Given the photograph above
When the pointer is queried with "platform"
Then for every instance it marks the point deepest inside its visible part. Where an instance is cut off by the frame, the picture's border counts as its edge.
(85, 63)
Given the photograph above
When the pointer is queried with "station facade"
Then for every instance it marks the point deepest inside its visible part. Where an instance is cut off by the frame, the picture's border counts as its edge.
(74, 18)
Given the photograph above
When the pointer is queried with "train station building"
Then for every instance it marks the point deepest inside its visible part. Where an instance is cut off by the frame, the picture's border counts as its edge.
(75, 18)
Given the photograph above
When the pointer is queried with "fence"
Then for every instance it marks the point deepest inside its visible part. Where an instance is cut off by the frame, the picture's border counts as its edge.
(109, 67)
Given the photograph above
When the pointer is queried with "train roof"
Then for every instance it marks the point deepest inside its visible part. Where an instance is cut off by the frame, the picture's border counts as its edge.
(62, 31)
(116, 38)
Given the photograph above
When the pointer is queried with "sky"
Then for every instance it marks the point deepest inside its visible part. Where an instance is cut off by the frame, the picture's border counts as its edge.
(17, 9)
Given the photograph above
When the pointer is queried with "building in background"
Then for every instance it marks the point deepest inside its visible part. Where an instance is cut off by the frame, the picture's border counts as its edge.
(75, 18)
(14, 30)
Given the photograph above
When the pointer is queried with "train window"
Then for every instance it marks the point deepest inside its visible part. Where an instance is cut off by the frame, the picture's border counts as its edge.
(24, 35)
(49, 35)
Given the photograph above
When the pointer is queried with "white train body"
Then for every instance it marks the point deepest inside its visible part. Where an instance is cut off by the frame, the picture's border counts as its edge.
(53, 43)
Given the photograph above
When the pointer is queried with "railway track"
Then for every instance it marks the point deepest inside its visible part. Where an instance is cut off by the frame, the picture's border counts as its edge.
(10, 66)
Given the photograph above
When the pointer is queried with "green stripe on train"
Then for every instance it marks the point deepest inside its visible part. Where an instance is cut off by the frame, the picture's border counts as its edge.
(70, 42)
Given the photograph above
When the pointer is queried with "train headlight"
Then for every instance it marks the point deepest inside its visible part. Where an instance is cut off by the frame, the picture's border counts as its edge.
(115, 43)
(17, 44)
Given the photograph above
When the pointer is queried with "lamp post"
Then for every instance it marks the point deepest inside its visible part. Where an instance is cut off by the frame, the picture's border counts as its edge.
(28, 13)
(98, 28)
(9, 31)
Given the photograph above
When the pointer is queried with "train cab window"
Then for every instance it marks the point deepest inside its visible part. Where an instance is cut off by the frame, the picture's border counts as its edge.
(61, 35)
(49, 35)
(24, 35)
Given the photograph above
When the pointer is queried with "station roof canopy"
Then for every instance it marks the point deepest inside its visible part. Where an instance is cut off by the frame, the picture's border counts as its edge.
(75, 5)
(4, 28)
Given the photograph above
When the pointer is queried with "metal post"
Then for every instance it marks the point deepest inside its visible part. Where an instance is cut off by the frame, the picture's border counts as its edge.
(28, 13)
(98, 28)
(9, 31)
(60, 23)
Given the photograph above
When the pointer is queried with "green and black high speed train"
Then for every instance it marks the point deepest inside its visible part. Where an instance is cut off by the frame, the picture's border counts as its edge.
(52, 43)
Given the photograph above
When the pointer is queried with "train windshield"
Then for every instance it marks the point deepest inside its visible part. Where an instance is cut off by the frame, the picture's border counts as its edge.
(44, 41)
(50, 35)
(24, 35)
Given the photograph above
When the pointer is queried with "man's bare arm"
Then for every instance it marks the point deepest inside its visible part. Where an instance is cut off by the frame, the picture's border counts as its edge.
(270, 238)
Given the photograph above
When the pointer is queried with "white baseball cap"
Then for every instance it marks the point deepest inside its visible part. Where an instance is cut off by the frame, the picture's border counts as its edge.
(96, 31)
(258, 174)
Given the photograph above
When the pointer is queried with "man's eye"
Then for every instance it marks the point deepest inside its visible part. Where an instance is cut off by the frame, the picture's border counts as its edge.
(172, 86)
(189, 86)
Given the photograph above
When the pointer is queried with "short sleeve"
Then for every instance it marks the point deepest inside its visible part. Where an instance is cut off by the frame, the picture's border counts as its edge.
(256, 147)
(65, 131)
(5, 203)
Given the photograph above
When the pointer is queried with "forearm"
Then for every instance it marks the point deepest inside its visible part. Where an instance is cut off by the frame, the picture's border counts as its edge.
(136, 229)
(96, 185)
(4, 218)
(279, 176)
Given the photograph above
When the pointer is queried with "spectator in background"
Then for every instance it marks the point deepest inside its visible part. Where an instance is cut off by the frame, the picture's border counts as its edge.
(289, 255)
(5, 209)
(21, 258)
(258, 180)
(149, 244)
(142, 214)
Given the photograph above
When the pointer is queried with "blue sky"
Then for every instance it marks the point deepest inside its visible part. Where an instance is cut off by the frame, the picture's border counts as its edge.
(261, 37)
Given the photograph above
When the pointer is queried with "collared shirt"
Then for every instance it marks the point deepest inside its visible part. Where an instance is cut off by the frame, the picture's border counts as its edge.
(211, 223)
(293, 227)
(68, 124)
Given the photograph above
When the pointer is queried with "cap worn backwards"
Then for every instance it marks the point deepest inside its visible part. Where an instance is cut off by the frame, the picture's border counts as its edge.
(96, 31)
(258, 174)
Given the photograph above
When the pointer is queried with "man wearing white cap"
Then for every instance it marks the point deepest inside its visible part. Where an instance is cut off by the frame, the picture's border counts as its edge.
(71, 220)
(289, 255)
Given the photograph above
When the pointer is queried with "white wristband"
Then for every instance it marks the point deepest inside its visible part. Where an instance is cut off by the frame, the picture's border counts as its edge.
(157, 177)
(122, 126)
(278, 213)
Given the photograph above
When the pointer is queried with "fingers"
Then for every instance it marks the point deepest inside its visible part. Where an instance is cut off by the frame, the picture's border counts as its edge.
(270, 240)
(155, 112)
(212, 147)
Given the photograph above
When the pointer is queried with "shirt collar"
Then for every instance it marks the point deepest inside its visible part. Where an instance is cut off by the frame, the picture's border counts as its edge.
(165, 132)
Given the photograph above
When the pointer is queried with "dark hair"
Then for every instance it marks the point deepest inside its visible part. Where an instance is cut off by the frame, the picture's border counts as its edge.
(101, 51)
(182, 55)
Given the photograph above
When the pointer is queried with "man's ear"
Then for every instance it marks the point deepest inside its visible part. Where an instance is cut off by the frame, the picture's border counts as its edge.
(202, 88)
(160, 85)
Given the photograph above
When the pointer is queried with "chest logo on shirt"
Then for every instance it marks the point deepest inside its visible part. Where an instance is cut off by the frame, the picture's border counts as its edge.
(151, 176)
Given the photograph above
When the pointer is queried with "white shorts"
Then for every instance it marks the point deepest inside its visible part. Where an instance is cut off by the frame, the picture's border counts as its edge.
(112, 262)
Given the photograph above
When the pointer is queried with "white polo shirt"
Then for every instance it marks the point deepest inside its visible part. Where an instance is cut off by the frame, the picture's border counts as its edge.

▬▬▬▬▬▬▬▬▬▬

ASSIGNMENT: Display every line of the listing that contains the string "window".

TASK SOLUTION:
When the pointer is queried with "train window"
When the pointer is queried with "train cab window"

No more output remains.